## Page extract

--- START ---

How can I set values at multiple memory locations, atomically?

Question

the CUDA Programming Guide said that any atomic operation can be implemented using atomicCAS(), and gives an example of atomic double add:

__device__ float single(double *address,double val)
{
unsigned long long int *address_as_ull =(unsigned long long int*)address;
unsigned long long int assumed;
unsigned long long int old = *address_as_ull;

do
{
    assumed = old;
    old = atomicCAS(address_as_ull,assumed,__double_as_longlong(val + __longlong_as_double(assumed)));
}while(assumed !=old);
   return __longlong_as_double(old);
}

now,I face the problem that:

I want to write a function that can operate two variables address atomically.

for example: atomic add about two variable

input

double *address_1, int *address_2
double val_1,int val_2

result

*address_1 = *address_1+val_1;
*address_2 = *address_2+val_2;

how can I deal with the problem? thanks.

What is wrong with calling the atomic addition function twice? From the description in your question, the two operations are independent. — talonmies, Jan 11 '19 at 07:52
here is an simple example, actually in this case do the operation twice is ok ~ but in my situation, i need the atomic function with two address. do you have any suggestion? thanks~ — Xu Hui, Jan 11 '19 at 08:00
I think using a structure to store the two variable may be help. you see the double is transfer into ull, but I have no idea how to deal with the unsigned long long int and structure. — Xu Hui, Jan 11 '19 at 08:07

einpoklum · Accepted Answer · 2019-01-18T13:37:27.347

In general, you cannot do this. The hardware does not support atomic changes to multiple locations in memory. While you can circumvent this if both variables are small enough to fit into the size of a single atomic operation - this approach will fail if you have more than 8 bytes overall. You will encounter the "too much milk" problem.

--- END ---

## What needs to be done
Copy the passage of the CUDA atomic operations text starting at "How can I set" and ending at "single(double *address,double val)".

## Source material
--- START ---

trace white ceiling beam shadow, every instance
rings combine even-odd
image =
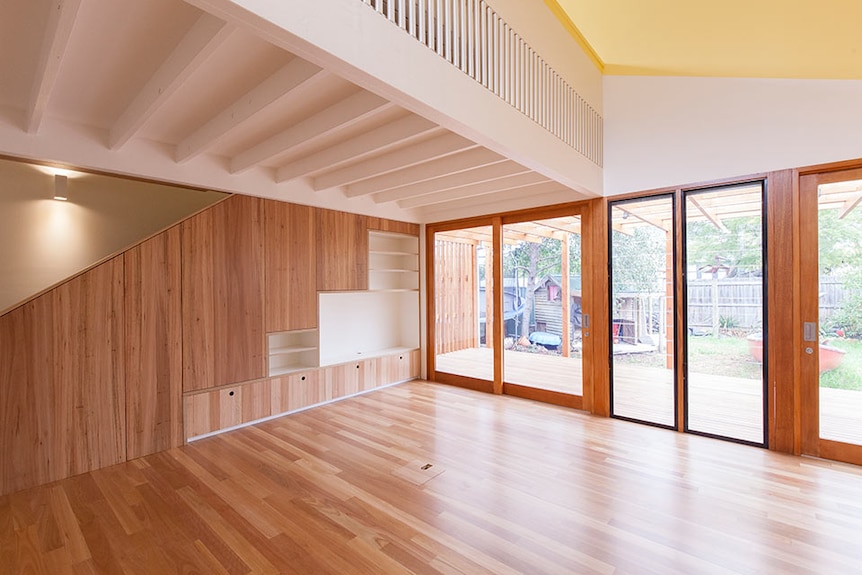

--- END ---

## Written response
How can I set values at multiple memory locations, atomically?

Question

the CUDA Programming Guide said that any atomic operation can be implemented using atomicCAS(), and gives an example of atomic double add:

__device__ float single(double *address,double val)